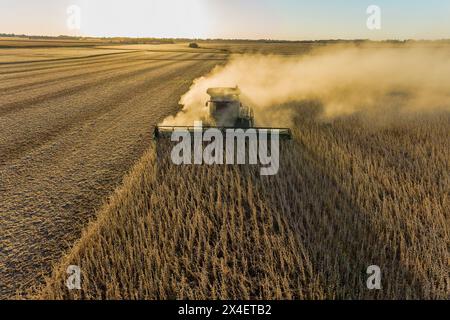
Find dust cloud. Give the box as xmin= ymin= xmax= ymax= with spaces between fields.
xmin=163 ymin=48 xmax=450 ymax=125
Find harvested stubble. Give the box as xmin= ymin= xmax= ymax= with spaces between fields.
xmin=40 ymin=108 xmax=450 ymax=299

- - - - - - -

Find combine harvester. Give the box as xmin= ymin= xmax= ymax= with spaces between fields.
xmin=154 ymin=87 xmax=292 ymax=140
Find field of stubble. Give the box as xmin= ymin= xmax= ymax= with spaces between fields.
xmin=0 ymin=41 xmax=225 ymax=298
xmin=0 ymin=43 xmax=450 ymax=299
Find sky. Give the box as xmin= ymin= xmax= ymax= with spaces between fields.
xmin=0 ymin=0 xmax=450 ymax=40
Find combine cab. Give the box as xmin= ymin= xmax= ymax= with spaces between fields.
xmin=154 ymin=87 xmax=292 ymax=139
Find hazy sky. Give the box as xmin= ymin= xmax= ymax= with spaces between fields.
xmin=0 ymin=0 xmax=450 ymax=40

- - - - - - -

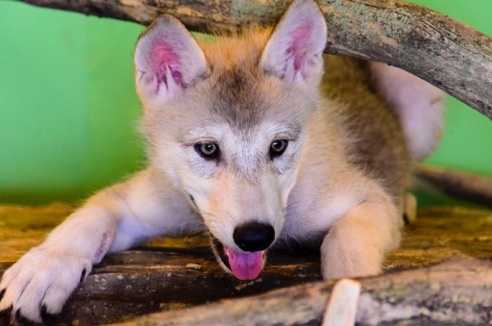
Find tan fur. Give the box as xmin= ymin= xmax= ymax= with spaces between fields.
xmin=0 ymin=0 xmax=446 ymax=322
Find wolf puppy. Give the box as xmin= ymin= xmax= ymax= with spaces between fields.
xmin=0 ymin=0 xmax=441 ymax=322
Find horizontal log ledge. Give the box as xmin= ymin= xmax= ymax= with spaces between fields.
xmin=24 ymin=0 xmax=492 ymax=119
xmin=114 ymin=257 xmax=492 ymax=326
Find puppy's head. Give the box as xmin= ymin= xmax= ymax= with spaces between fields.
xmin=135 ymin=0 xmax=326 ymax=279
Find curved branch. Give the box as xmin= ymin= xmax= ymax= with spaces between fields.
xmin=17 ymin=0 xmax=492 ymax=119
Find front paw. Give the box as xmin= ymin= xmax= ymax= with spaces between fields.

- - - - - - -

> _Exercise details_
Render the items from the line with "Find harvested stubble." to the line with "xmin=40 ymin=108 xmax=450 ymax=299" as a Markdown table, with columns named Row and Line, one row per line and blank lines left out.

> _Correct answer_
| Row | Line |
|---|---|
| 1 | Find harvested stubble. Give the box as xmin= ymin= xmax= ymax= with spaces between fields. |
| 2 | xmin=40 ymin=108 xmax=450 ymax=299 |